§ Reading text
** START **
The Third Book of Enoch (, abbreviated as 3 Enoch)  is a Biblical apocryphal book in Hebrew. 3 Enoch purports to have been written in the 2nd century, but its origins can only be traced to the 5th century. Other names for 3 Enoch include The Book of the Palaces, The Book of Rabbi Ishmael the High Priest and The Revelation of Metatron. 

Most commonly, the Book of Enoch refers to 1 Enoch, which survived completely only in Ge'ez. There is also a Second Book of Enoch, which has survived only in Old Slavonic, although Coptic fragments were also identified in 2009. None of the three books are considered canonical scripture by the majority of Jewish or Christian bodies.

The name "3 Enoch" was coined by Hugo Odeberg for his first critical edition of 1928. The oldest printed text of 3 Enoch appears to be the Derus Pirqe Hekalot. It covers 3:1-12:5 and 15:1-2, and it is dated by A. E. Cowley to around 1650.
** END **
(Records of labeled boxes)
** START **
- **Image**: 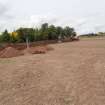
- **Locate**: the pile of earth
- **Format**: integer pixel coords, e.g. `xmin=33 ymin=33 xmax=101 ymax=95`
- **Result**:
xmin=0 ymin=47 xmax=23 ymax=58
xmin=23 ymin=46 xmax=53 ymax=54
xmin=0 ymin=46 xmax=53 ymax=58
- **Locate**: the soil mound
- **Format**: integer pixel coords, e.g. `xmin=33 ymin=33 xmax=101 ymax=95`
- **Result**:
xmin=0 ymin=47 xmax=23 ymax=58
xmin=23 ymin=46 xmax=47 ymax=54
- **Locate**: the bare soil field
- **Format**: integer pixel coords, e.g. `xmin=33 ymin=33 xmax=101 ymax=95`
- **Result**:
xmin=0 ymin=39 xmax=105 ymax=105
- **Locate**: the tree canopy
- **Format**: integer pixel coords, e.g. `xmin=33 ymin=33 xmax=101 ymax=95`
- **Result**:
xmin=0 ymin=23 xmax=76 ymax=43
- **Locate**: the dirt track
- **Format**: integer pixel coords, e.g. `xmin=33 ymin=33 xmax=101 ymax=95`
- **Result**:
xmin=0 ymin=39 xmax=105 ymax=105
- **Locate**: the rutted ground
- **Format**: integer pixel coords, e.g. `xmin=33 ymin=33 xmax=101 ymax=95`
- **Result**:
xmin=0 ymin=39 xmax=105 ymax=105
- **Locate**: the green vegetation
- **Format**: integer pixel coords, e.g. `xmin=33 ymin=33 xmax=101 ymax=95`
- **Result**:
xmin=0 ymin=23 xmax=76 ymax=43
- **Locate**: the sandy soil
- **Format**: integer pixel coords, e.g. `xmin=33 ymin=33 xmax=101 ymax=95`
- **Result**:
xmin=0 ymin=39 xmax=105 ymax=105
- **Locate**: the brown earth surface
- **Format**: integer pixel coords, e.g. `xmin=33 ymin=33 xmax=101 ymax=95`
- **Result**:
xmin=0 ymin=39 xmax=105 ymax=105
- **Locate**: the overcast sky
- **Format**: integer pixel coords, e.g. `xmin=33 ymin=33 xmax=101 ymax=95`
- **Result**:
xmin=0 ymin=0 xmax=105 ymax=34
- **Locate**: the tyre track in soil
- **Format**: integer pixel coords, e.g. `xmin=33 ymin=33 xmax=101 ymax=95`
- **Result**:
xmin=76 ymin=56 xmax=105 ymax=105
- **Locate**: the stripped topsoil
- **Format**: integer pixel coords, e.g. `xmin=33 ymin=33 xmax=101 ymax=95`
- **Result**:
xmin=0 ymin=46 xmax=52 ymax=58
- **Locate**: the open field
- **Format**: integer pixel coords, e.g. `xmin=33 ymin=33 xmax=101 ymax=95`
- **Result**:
xmin=0 ymin=39 xmax=105 ymax=105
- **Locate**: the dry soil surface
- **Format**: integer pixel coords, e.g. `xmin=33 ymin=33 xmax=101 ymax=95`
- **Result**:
xmin=0 ymin=39 xmax=105 ymax=105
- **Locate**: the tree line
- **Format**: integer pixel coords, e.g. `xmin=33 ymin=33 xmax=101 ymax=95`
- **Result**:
xmin=0 ymin=23 xmax=76 ymax=43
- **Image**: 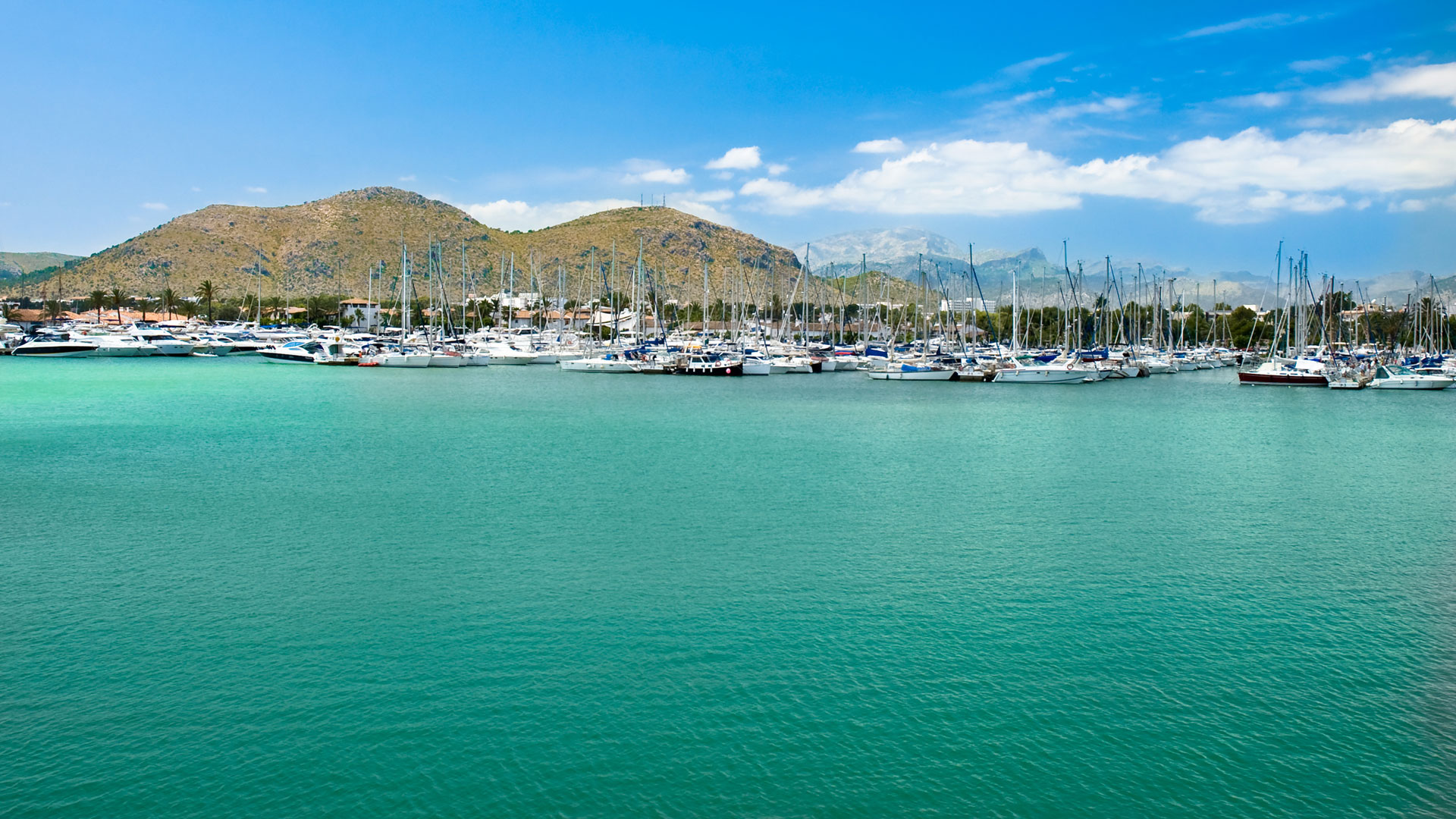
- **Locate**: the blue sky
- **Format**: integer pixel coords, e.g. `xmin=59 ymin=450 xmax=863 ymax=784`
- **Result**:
xmin=0 ymin=0 xmax=1456 ymax=277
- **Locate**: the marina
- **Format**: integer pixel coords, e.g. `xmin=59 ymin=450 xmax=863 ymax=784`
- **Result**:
xmin=0 ymin=0 xmax=1456 ymax=819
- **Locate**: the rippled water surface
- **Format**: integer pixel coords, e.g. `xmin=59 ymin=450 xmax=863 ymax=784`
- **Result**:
xmin=0 ymin=359 xmax=1456 ymax=817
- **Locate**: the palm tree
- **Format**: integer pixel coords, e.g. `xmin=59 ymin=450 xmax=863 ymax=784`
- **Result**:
xmin=108 ymin=286 xmax=127 ymax=324
xmin=193 ymin=278 xmax=217 ymax=322
xmin=162 ymin=287 xmax=182 ymax=315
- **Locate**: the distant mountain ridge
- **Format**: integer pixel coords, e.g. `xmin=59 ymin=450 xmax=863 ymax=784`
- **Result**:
xmin=0 ymin=252 xmax=82 ymax=278
xmin=795 ymin=228 xmax=1456 ymax=307
xmin=0 ymin=188 xmax=799 ymax=300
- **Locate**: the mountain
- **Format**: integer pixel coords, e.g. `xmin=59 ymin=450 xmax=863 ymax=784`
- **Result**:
xmin=0 ymin=252 xmax=82 ymax=280
xmin=0 ymin=188 xmax=799 ymax=299
xmin=793 ymin=228 xmax=1016 ymax=280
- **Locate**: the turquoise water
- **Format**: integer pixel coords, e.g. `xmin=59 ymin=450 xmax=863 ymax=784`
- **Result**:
xmin=0 ymin=359 xmax=1456 ymax=817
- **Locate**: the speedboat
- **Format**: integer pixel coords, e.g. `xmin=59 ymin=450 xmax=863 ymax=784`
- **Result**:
xmin=673 ymin=353 xmax=742 ymax=376
xmin=742 ymin=353 xmax=774 ymax=376
xmin=359 ymin=350 xmax=432 ymax=367
xmin=485 ymin=344 xmax=537 ymax=366
xmin=86 ymin=332 xmax=157 ymax=359
xmin=130 ymin=325 xmax=196 ymax=357
xmin=556 ymin=353 xmax=638 ymax=373
xmin=769 ymin=356 xmax=817 ymax=376
xmin=258 ymin=340 xmax=322 ymax=364
xmin=992 ymin=359 xmax=1106 ymax=383
xmin=1239 ymin=362 xmax=1329 ymax=386
xmin=429 ymin=350 xmax=464 ymax=367
xmin=1368 ymin=362 xmax=1456 ymax=389
xmin=864 ymin=359 xmax=956 ymax=381
xmin=11 ymin=329 xmax=98 ymax=359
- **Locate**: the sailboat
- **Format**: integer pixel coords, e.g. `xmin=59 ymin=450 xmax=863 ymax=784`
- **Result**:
xmin=992 ymin=262 xmax=1090 ymax=383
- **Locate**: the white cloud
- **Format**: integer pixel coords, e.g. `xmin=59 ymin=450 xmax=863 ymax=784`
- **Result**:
xmin=1046 ymin=93 xmax=1155 ymax=120
xmin=1315 ymin=63 xmax=1456 ymax=105
xmin=1386 ymin=194 xmax=1456 ymax=213
xmin=1000 ymin=51 xmax=1072 ymax=77
xmin=703 ymin=146 xmax=763 ymax=171
xmin=951 ymin=51 xmax=1072 ymax=96
xmin=632 ymin=168 xmax=692 ymax=185
xmin=1288 ymin=57 xmax=1350 ymax=74
xmin=462 ymin=199 xmax=638 ymax=231
xmin=1226 ymin=92 xmax=1288 ymax=108
xmin=855 ymin=137 xmax=905 ymax=153
xmin=667 ymin=191 xmax=733 ymax=224
xmin=739 ymin=120 xmax=1456 ymax=223
xmin=622 ymin=158 xmax=693 ymax=185
xmin=1010 ymin=87 xmax=1057 ymax=105
xmin=1174 ymin=14 xmax=1309 ymax=39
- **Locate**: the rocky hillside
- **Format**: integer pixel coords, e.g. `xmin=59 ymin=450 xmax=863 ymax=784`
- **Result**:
xmin=11 ymin=188 xmax=799 ymax=299
xmin=0 ymin=252 xmax=82 ymax=280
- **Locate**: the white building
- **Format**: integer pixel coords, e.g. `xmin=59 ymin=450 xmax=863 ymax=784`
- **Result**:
xmin=940 ymin=299 xmax=996 ymax=313
xmin=339 ymin=299 xmax=378 ymax=329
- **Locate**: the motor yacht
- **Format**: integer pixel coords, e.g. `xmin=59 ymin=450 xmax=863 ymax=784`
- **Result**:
xmin=1370 ymin=364 xmax=1456 ymax=389
xmin=864 ymin=359 xmax=956 ymax=381
xmin=128 ymin=325 xmax=196 ymax=357
xmin=1239 ymin=362 xmax=1329 ymax=386
xmin=556 ymin=353 xmax=639 ymax=373
xmin=86 ymin=332 xmax=157 ymax=359
xmin=11 ymin=329 xmax=98 ymax=359
xmin=258 ymin=338 xmax=323 ymax=364
xmin=992 ymin=359 xmax=1106 ymax=383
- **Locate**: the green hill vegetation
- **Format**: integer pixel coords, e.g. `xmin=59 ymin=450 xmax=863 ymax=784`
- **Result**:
xmin=0 ymin=252 xmax=82 ymax=280
xmin=0 ymin=188 xmax=861 ymax=300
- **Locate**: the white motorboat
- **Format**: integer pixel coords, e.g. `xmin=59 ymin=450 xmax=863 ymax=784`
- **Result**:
xmin=556 ymin=353 xmax=639 ymax=373
xmin=742 ymin=354 xmax=774 ymax=376
xmin=130 ymin=325 xmax=196 ymax=357
xmin=193 ymin=332 xmax=237 ymax=356
xmin=769 ymin=356 xmax=814 ymax=376
xmin=992 ymin=360 xmax=1089 ymax=383
xmin=86 ymin=332 xmax=157 ymax=359
xmin=485 ymin=344 xmax=536 ymax=366
xmin=864 ymin=362 xmax=956 ymax=381
xmin=1368 ymin=362 xmax=1456 ymax=389
xmin=258 ymin=340 xmax=322 ymax=364
xmin=359 ymin=350 xmax=432 ymax=367
xmin=11 ymin=331 xmax=96 ymax=359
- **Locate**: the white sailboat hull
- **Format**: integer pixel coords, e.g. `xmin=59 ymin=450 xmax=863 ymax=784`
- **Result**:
xmin=992 ymin=367 xmax=1092 ymax=383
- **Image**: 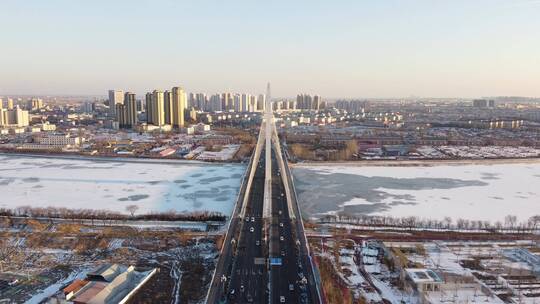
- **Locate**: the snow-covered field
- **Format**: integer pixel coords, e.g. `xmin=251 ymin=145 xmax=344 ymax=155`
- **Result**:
xmin=0 ymin=155 xmax=245 ymax=215
xmin=293 ymin=162 xmax=540 ymax=222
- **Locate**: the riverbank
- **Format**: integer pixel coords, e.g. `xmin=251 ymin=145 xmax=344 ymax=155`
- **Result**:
xmin=290 ymin=158 xmax=540 ymax=167
xmin=0 ymin=152 xmax=240 ymax=166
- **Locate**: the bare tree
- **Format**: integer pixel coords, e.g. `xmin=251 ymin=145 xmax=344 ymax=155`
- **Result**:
xmin=126 ymin=205 xmax=139 ymax=217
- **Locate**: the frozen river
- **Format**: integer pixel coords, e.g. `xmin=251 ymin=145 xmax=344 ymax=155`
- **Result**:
xmin=0 ymin=155 xmax=245 ymax=215
xmin=293 ymin=162 xmax=540 ymax=222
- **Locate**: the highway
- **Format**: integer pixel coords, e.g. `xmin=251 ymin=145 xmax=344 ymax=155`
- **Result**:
xmin=227 ymin=149 xmax=267 ymax=303
xmin=270 ymin=151 xmax=313 ymax=303
xmin=206 ymin=101 xmax=321 ymax=304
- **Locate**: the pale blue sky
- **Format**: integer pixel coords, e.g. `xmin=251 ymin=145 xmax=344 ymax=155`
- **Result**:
xmin=0 ymin=0 xmax=540 ymax=97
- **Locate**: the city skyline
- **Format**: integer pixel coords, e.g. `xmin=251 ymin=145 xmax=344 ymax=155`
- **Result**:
xmin=0 ymin=0 xmax=540 ymax=98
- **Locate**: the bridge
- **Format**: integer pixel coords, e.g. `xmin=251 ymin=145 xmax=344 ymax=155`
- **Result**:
xmin=206 ymin=86 xmax=321 ymax=304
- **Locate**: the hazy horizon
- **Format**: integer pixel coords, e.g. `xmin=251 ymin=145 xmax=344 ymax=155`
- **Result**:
xmin=0 ymin=0 xmax=540 ymax=98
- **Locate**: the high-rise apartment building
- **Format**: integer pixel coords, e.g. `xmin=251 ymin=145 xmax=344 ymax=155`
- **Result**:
xmin=296 ymin=94 xmax=323 ymax=110
xmin=163 ymin=91 xmax=172 ymax=125
xmin=144 ymin=92 xmax=153 ymax=124
xmin=257 ymin=94 xmax=266 ymax=112
xmin=171 ymin=87 xmax=187 ymax=128
xmin=109 ymin=90 xmax=124 ymax=116
xmin=124 ymin=92 xmax=138 ymax=128
xmin=146 ymin=90 xmax=165 ymax=127
xmin=0 ymin=106 xmax=29 ymax=127
xmin=26 ymin=98 xmax=43 ymax=111
xmin=209 ymin=94 xmax=224 ymax=112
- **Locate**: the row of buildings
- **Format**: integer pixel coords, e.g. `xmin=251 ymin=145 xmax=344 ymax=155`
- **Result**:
xmin=0 ymin=106 xmax=29 ymax=127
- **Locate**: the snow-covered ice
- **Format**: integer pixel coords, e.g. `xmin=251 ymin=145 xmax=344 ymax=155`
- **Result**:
xmin=0 ymin=155 xmax=245 ymax=215
xmin=293 ymin=162 xmax=540 ymax=222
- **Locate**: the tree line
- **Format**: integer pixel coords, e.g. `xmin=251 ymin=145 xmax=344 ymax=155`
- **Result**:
xmin=0 ymin=206 xmax=227 ymax=222
xmin=319 ymin=215 xmax=540 ymax=233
** END **
§ Written exercise
According to the passage on 3 Enoch, who coined the name "3 Enoch," and for what publication?

§ Response to the exercise
Hugo Odeberg coined the name for his first critical edition of 1928.